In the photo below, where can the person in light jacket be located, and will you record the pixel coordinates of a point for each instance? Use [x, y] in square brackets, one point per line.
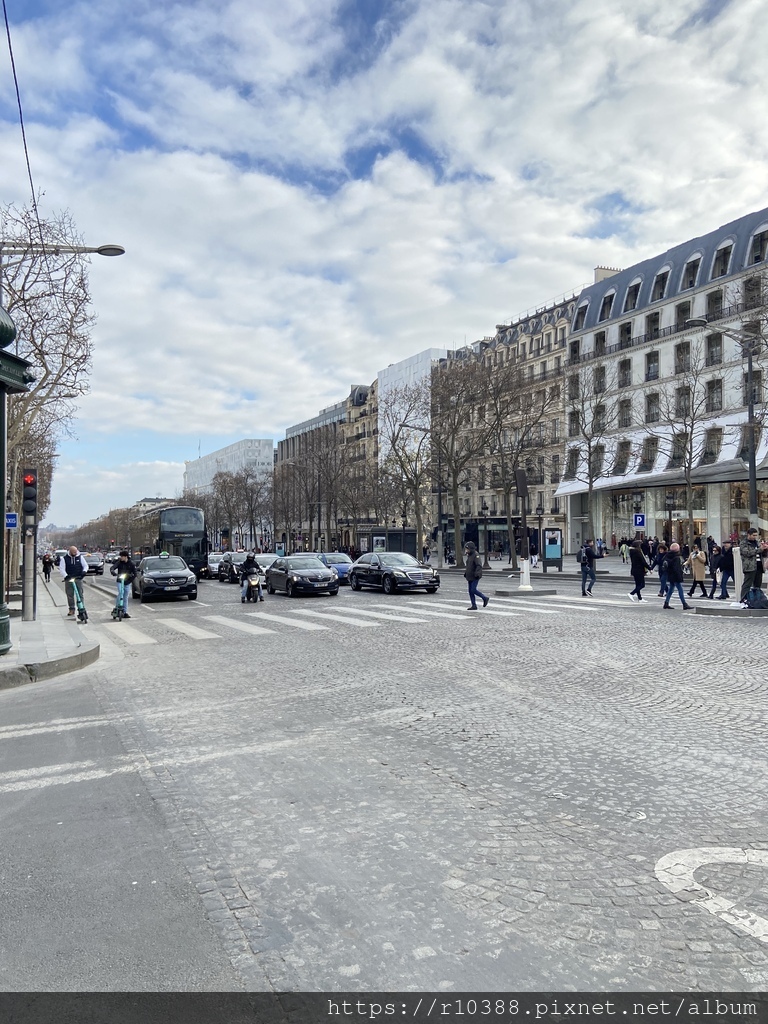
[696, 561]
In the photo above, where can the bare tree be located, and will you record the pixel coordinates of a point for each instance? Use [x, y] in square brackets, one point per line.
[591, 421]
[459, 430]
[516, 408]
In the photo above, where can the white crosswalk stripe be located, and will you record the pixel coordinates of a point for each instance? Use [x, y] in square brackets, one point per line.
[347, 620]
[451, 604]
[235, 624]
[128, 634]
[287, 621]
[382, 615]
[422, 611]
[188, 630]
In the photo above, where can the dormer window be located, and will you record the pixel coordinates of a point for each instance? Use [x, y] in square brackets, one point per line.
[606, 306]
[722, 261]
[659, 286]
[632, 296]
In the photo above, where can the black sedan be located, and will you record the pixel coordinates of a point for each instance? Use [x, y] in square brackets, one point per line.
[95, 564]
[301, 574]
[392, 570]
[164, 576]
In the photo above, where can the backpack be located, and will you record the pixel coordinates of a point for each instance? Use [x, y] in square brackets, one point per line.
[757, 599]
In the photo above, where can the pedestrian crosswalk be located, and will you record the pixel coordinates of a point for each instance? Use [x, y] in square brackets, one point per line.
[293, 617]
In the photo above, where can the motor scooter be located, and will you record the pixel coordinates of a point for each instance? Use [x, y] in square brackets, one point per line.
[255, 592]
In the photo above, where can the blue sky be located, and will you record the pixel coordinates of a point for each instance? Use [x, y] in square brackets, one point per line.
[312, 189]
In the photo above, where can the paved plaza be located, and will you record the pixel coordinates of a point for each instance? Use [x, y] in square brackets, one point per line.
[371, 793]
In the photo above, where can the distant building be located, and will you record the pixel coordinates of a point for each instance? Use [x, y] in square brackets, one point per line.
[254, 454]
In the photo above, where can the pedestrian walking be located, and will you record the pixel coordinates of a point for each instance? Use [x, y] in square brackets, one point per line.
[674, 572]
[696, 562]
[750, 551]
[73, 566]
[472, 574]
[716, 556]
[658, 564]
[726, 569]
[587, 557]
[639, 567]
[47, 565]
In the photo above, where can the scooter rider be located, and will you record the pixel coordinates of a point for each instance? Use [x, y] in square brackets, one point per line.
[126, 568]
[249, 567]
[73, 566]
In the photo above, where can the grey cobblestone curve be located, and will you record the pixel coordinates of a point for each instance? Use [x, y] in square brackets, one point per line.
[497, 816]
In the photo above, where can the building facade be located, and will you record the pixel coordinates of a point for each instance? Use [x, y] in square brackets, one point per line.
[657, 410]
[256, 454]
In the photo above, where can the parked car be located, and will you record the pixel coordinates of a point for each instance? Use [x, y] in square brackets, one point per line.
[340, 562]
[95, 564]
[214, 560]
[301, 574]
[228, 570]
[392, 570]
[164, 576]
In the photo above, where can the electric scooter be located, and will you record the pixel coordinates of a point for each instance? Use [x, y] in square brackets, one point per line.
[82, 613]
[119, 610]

════════════════

### WORK TO BE COMPLETED
Format every line of the records above as a numbered list, skipping blank lines and leaving the picture out.

### OUTPUT
1. In the photo below, where can the person in light jacket be located, and will you record the pixel coordinates of a point for each instance? Use [x, y] in square brackets, one point per line.
2. [696, 561]
3. In the photo above, where can the bare tree be located, and will you record the pixel coordinates of a point for each instance? Use [x, y] in square brackets, one point per line.
4. [591, 421]
5. [459, 430]
6. [516, 408]
7. In the photo above, where can the white crosswalk stripe be located, and will you record the pixel coordinates of a point for each instance? Use [x, y] in square brackets, one point per line.
8. [347, 620]
9. [451, 604]
10. [235, 624]
11. [128, 634]
12. [287, 621]
13. [382, 615]
14. [422, 611]
15. [188, 630]
16. In the photo above, where can the dormer window be located, and will you record the pixel coordinates of a point for each instance? Use [x, y] in square brackets, one point per line.
17. [606, 306]
18. [722, 261]
19. [659, 286]
20. [632, 296]
21. In the photo above, where can the black sedan be located, and will you record the pixel coordinates of a point for each instance? Use [x, y] in square brackets, one point per line.
22. [95, 564]
23. [301, 574]
24. [392, 570]
25. [164, 576]
26. In the photo above, where can the backpack be located, and will you record the pixel coordinates of a point for each instance? Use [x, y] in square brackets, one point per line.
27. [757, 599]
28. In the photo above, where can the pedestrian crosswalk be located, and will you record the pixel coordinates of a point for each instance? Use [x, y] in square brackets, one point per line.
29. [293, 617]
30. In the photo above, where can the motor scooter be located, and will you record the pixel coordinates of a point for each instance? Use [x, y] in square brackets, one point per line.
31. [255, 592]
32. In the photo above, where can the blue sky be located, and will you record the pixel coordinates of a point for each instance? Use [x, y] in square brackets, one point per line.
33. [312, 189]
34. In the photo above, where can the paved plaza be located, and will you record the pixel coordinates of a point for each instance? Use [x, y] in square brackets, one point per line.
35. [371, 793]
36. In the photo above, where can the distant building be located, and will you record the pixel coordinates of a point for each instance? Use [x, y] in square brackets, one point per line.
37. [254, 454]
38. In the photo above, where can the pedestrian walking be located, and will you record the pixel coordinates of a point for each instance? Use [x, y] in square brackets, one point per line.
39. [674, 572]
40. [696, 562]
41. [750, 551]
42. [73, 566]
43. [472, 574]
44. [716, 556]
45. [658, 564]
46. [726, 569]
47. [587, 557]
48. [639, 567]
49. [47, 565]
50. In the photo above, where can the scooter rider be located, and will you record the pixel coordinates of a point for each instance? Use [x, y] in square brackets, one point per line.
51. [126, 568]
52. [249, 567]
53. [73, 566]
54. In the photo above, where can the grey cobblestone curve be located, and will you record the pixel coordinates of a point for each instance? Use [x, y] in square brackets, one point per line.
55. [497, 816]
56. In the photo above, where can the building facade be located, and will you record the pixel coordinates of a point for each instance? Use [x, y] in square brackets, one point per line.
57. [657, 410]
58. [256, 454]
59. In the photo above, where can the parked car be located, and will you record the pixel coordinates of a point for each instance? Use [x, y] in square brackets, one point per line.
60. [340, 562]
61. [95, 564]
62. [214, 560]
63. [301, 574]
64. [228, 570]
65. [392, 570]
66. [164, 576]
67. In the photo above, where can the electric scooter be located, and will you record the pixel coordinates of a point for each instance? Use [x, y] in square brackets, one point per line.
68. [82, 613]
69. [119, 610]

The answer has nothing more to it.